FRAGMENTO DEL TEXTO ->
>>>>

Sí, sentí eso mismo. Cuando habló (Fernando) de la Rúa y estableció el Estado de sitio, yo salí inmediatamente a cacerolear en el balcón y después me uní a la marcha espontánea, y se derribó un gobierno infame. Yo soy contrario a esas lecturas conspirativas de que estaba detrás (Eduardo) Duhalde. Hay fenómenos de la vida colectiva que no los maneja nadie, que son impredecibles, no los podés controlar. Como el 17 de octubre. (Eric) Hobsbawm cuenta la noche del 13 de julio de 1789 en París, y dice que la noche del 13 al 14 nadie duerme. A la madrugada se escuchó un grito:«¡a la Bastilla, a la Bastilla!». ¿Quién lo dijo? Alguien del pueblo. No hubo un plan de tomar la Bastilla; surgió de la gente que salió. Y ocurrió lo que ocurrió…

El encono de Piquito contra el racionalismo alcanza su máxima expresión cuando se la agarra contra Aristóteles. «¡Ya eras un clasemedia, Aristóteles! Y por esto sos el padre de la mezquindad, ¡sos el padre de los canallitas mezquinos y si la vida hubiera aplicado tus criterios, no habría mosca sobre la Tierra!». ¿Por qué tanta saña?

Piquito se enfrenta a la racionalidad occidental y establece un arco que va de Aristóteles a Marx. Y lo toma a Aristóteles como padre de la racionalidad occidental y empieza a decir que ahí está la mezquindad. Aristóteles es el gran cientificista, el gran ordenador, el clasificador. Fijate que Marx lo toma mucho a Aristóteles, lo cita mucho; hay una clara línea de continuidad.

Cuanto más delira, cuanto más se vuelca hacia el mesianismo, Piquito hace afirmaciones como: «el permanente error del humano, llevado de las narices por la épica, es lo que lo ha llevado al punto en el que se encuentra. Podría decirse entonces que el humano es el animal que se equivoca». ¿De dónde viene esta definición del humano como animal que se equivoca?

<<<<

DATOS EXTRAÍDOS ->

>>>>

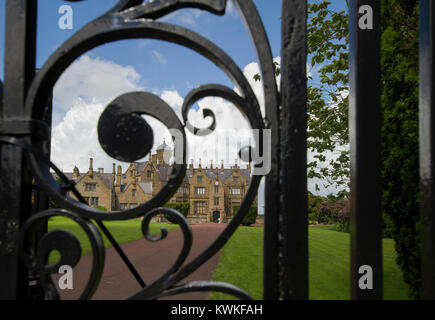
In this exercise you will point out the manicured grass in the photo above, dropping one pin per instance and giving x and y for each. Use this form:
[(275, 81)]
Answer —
[(122, 231), (240, 263)]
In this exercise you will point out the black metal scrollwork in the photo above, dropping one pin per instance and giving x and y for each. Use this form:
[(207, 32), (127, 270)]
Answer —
[(121, 129), (66, 244)]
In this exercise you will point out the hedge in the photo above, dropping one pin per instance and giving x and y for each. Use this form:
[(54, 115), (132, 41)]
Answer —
[(250, 217)]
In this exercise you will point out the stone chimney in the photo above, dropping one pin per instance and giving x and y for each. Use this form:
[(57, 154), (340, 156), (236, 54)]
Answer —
[(118, 177)]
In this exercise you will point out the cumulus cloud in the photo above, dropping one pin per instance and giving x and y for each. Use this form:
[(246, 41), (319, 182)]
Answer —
[(89, 84), (158, 57)]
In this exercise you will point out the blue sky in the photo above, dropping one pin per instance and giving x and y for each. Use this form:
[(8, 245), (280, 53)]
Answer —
[(165, 69)]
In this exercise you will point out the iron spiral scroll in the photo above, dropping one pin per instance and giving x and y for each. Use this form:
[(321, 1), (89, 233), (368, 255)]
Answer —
[(135, 19)]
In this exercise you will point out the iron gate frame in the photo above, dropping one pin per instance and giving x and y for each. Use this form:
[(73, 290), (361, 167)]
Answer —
[(25, 126)]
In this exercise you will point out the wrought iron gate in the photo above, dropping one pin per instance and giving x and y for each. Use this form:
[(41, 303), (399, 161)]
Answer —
[(25, 143)]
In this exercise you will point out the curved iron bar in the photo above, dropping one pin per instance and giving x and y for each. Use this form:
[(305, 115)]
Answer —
[(121, 23), (196, 286), (68, 246)]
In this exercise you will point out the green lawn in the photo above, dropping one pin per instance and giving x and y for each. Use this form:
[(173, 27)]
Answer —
[(122, 231), (240, 263)]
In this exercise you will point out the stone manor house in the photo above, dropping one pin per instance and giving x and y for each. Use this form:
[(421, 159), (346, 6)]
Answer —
[(212, 192)]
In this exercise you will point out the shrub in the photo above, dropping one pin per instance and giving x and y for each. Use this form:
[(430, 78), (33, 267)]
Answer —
[(181, 207), (250, 217), (400, 172)]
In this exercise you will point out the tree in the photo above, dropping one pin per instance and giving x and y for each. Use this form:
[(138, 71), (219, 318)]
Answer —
[(328, 118), (328, 104)]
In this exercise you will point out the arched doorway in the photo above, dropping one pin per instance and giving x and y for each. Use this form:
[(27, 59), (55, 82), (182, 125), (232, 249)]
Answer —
[(216, 216)]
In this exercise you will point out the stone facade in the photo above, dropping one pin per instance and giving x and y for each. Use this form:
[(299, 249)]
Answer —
[(212, 192)]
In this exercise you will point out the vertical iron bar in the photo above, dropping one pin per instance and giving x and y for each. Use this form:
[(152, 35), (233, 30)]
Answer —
[(365, 149), (293, 152), (427, 148), (15, 180)]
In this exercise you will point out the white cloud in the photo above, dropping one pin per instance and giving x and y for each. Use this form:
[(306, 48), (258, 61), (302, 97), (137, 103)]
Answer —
[(158, 57)]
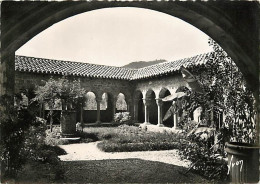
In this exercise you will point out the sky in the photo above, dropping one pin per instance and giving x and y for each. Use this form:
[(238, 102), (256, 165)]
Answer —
[(116, 37)]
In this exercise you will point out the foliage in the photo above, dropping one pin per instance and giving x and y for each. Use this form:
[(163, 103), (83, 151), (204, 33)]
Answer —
[(14, 124), (53, 90), (53, 137), (205, 157), (225, 91), (123, 118), (131, 138), (23, 139), (218, 76)]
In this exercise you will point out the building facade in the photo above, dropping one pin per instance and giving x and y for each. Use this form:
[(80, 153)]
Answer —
[(139, 90)]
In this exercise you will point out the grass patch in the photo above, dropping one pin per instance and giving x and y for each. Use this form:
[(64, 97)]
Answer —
[(127, 171), (131, 138)]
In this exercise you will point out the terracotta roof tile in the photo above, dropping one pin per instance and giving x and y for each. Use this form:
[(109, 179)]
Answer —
[(167, 67), (40, 65)]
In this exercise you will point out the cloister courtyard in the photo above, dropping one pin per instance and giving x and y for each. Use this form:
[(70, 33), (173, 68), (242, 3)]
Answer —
[(193, 119)]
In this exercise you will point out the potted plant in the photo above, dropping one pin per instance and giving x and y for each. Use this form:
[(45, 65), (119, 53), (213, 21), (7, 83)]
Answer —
[(223, 88)]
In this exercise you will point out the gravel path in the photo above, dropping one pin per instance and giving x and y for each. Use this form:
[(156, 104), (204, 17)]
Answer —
[(89, 151)]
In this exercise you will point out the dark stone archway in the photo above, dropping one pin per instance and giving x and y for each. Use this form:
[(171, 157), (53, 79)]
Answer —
[(234, 25)]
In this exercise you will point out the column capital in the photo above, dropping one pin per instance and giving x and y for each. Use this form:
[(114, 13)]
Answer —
[(159, 101), (98, 99), (146, 101)]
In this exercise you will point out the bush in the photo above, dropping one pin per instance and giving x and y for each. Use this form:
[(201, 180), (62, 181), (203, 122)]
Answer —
[(207, 161), (53, 137), (130, 138), (123, 118)]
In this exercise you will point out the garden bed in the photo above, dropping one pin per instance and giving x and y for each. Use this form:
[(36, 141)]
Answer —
[(130, 138)]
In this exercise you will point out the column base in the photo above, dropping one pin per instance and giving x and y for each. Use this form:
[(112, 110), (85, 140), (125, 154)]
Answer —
[(160, 125), (146, 123), (98, 122)]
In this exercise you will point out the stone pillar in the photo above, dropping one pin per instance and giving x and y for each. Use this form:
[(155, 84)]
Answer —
[(98, 110), (146, 110), (7, 74), (129, 106), (114, 106), (136, 102), (81, 112), (175, 121), (159, 106)]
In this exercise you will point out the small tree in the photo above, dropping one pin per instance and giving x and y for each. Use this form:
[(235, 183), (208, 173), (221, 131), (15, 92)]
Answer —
[(62, 88)]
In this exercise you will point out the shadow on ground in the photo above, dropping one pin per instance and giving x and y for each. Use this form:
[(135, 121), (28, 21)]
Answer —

<<<<

TAREA A REALIZAR ->
¿Puedes reescribir el pasaje sobre Piquito desde "Piquito se enfrenta" hasta "que se equivoca?", ambos incluidos, cambiando "racionalidad occidental" por "razón occidental"?

RESULTADO DEL EJERCICIO ->
Piquito se enfrenta a la razón occidental y establece un arco que va de Aristóteles a Marx. Y lo toma a Aristóteles como padre de la razón occidental y empieza a decir que ahí está la mezquindad. Aristóteles es el gran cientificista, el gran ordenador, el clasificador. Fijate que Marx lo toma mucho a Aristóteles, lo cita mucho; hay una clara línea de continuidad.

Cuanto más delira, cuanto más se vuelca hacia el mesianismo, Piquito hace afirmaciones como: «el permanente error del humano, llevado de las narices por la épica, es lo que lo ha llevado al punto en el que se encuentra. Podría decirse entonces que el humano es el animal que se equivoca». ¿De dónde viene esta definición del humano como animal que se equivoca?